Challenge
Render every line of the records as a Markdown table with the columns "No." and "Text", numbering the rows and skipping blank lines.

Information provided
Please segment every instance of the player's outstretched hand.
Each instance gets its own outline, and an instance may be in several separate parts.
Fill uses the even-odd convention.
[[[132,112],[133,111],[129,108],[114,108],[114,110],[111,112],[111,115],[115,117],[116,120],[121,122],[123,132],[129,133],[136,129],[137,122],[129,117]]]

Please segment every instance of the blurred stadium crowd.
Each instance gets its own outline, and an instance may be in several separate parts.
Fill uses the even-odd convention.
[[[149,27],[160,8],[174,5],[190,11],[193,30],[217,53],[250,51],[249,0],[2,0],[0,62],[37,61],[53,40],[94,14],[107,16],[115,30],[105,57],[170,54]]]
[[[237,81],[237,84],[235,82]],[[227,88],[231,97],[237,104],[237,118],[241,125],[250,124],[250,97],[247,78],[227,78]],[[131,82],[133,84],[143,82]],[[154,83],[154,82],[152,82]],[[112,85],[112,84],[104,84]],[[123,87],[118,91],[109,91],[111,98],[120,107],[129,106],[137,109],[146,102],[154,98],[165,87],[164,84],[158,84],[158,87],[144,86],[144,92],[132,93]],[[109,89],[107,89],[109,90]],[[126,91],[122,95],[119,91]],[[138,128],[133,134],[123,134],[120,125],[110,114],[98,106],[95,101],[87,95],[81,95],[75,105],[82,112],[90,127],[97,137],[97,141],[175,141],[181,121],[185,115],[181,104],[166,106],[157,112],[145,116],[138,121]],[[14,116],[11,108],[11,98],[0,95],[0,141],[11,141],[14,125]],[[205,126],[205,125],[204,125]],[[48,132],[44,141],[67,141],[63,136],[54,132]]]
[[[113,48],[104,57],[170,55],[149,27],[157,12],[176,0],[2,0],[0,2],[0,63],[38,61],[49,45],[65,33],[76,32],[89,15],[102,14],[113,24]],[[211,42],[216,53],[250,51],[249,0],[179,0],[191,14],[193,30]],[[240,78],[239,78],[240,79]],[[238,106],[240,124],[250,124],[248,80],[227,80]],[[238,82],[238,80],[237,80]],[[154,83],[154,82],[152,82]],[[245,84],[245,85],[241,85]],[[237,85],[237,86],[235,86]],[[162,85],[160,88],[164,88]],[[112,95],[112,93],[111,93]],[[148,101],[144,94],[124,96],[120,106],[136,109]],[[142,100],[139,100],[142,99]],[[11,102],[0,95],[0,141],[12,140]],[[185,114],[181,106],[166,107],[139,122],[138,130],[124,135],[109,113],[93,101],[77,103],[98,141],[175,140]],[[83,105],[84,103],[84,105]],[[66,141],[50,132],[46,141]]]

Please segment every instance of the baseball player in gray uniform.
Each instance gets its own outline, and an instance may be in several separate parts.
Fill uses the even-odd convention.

Answer to this task
| No. | Text |
|---|---|
| 1 | Please segment every instance of the player's outstretched hand. |
| 2 | Each instance gets its own outline, and an instance may be in several separate parts. |
| 3 | Fill uses the even-odd convention. |
| 4 | [[[132,112],[133,111],[129,108],[114,108],[114,110],[111,112],[111,115],[115,117],[116,120],[121,122],[123,132],[129,133],[136,129],[137,122],[129,117]]] |
| 5 | Please segment every instance of the blurred stadium crowd. |
| 6 | Each instance gets its own outline, and an instance may be in several separate parts. |
| 7 | Fill uses the even-odd convention. |
| 8 | [[[149,27],[160,8],[174,5],[190,11],[193,30],[217,53],[250,51],[249,0],[2,0],[0,62],[37,61],[53,40],[94,14],[107,16],[115,30],[105,57],[170,54]]] |
| 9 | [[[237,81],[237,84],[235,82]],[[227,88],[231,97],[237,104],[237,118],[241,125],[250,124],[250,97],[247,78],[227,78]],[[131,82],[133,84],[143,82]],[[154,83],[154,82],[152,82]],[[112,85],[112,84],[104,84]],[[123,87],[118,91],[109,91],[111,98],[120,107],[129,106],[137,109],[146,102],[154,98],[165,87],[164,84],[158,84],[158,87],[144,86],[144,92],[132,93]],[[109,89],[107,89],[109,90]],[[126,91],[122,95],[119,91]],[[138,128],[133,134],[123,134],[120,125],[110,114],[98,106],[95,101],[87,95],[81,95],[75,105],[82,112],[90,127],[97,137],[97,141],[175,141],[181,121],[185,115],[181,104],[166,106],[157,112],[145,116],[138,121]],[[14,116],[11,108],[11,98],[0,95],[0,141],[11,141],[14,125]],[[205,126],[205,125],[204,125]],[[48,132],[44,141],[67,141],[63,136],[54,132]]] |
| 10 | [[[113,48],[104,57],[170,55],[149,27],[157,12],[176,0],[2,0],[0,2],[0,63],[38,61],[49,45],[65,33],[76,32],[89,15],[102,14],[113,24]],[[211,42],[216,53],[250,51],[249,0],[179,0],[191,14],[193,30]],[[240,78],[239,78],[240,79]],[[238,106],[240,124],[250,124],[248,80],[227,80]],[[238,82],[238,80],[237,80]],[[154,83],[154,82],[152,82]],[[245,84],[245,85],[241,85]],[[237,85],[237,86],[235,86]],[[162,85],[160,88],[164,88]],[[112,95],[112,93],[111,93]],[[148,101],[144,94],[124,96],[120,106],[136,109]],[[142,100],[139,100],[142,99]],[[11,102],[0,95],[0,141],[12,140]],[[185,114],[181,106],[166,107],[139,122],[138,130],[124,135],[109,113],[93,101],[77,103],[98,141],[175,140]],[[83,105],[84,103],[84,105]],[[66,141],[50,132],[46,141]]] |
| 11 | Please segment every instance of the baseball player in gray uniform. |
| 12 | Each instance gets its own outline, and an instance may be in several separate parts. |
| 13 | Fill uses the even-odd convention. |